### SOURCE TEXT
* * * *
Public Notice TEL01983S

Accepted for Filing Streamlined Public Notice

International Telecommunications

2019-09-27

FCC.report > IB > Public Notices > TEL01983S
IBFS_PN_1926348

                        PUBLIC NOTICE
                        FEDERAL COMMUNICATIONS COMMISSION
                        445 12th STREET S.W.
                        WASHINGTON D.C. 20554

                        News media information 202-418-0500
                        Internet: http://www.fcc.gov (or ftp.fcc.gov)
                        TTY (202) 418-2555

 Report No. TEL-01983S                                                                                    Friday September 27, 2019

                                  Streamlined International Applications Accepted For Filing
         Section 214 Applications (47 C.F.R. §§ 63.18, 63.24); Section 310(b) Petitions (47 C.F.R. § 1.5000)
* * * *
### GIVEN REQUEST
Update the FCC public notice between "FCC.report > IB" and "http://www.fcc.gov (or ftp.fcc.gov)", inclusive, replacing "News media information" with "Press inquiries", and write out that passage.

Object location annotation data
* * * *
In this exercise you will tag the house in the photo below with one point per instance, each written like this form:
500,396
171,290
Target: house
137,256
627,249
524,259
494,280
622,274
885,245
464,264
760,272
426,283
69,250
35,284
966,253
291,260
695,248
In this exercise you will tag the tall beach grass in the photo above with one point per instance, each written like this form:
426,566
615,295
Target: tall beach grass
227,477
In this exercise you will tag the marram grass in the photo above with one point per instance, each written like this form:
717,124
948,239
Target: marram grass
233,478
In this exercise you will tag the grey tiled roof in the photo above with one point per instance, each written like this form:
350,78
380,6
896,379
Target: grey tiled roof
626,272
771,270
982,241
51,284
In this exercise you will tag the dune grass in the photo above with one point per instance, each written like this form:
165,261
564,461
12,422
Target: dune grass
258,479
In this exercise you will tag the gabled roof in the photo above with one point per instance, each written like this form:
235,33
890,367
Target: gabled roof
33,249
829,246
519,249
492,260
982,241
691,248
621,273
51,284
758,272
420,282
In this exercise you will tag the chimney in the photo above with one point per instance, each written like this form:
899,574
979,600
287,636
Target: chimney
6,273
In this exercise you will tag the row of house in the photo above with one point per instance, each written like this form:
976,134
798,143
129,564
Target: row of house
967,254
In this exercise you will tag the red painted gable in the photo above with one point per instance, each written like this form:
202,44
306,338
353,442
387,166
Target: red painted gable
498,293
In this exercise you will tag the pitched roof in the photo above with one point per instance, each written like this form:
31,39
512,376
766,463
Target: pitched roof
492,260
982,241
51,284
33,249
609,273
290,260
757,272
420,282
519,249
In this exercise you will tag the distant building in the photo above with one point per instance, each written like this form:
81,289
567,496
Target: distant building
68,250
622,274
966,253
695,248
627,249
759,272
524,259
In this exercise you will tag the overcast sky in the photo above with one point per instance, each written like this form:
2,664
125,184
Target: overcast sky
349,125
* * * *
### PROBLEM SOLUTION
FCC.report > IB > Public Notices > TEL01983S
IBFS_PN_1926348

                        PUBLIC NOTICE
                        FEDERAL COMMUNICATIONS COMMISSION
                        445 12th STREET S.W.
                        WASHINGTON D.C. 20554

                        Press inquiries 202-418-0500
                        Internet: http://www.fcc.gov (or ftp.fcc.gov)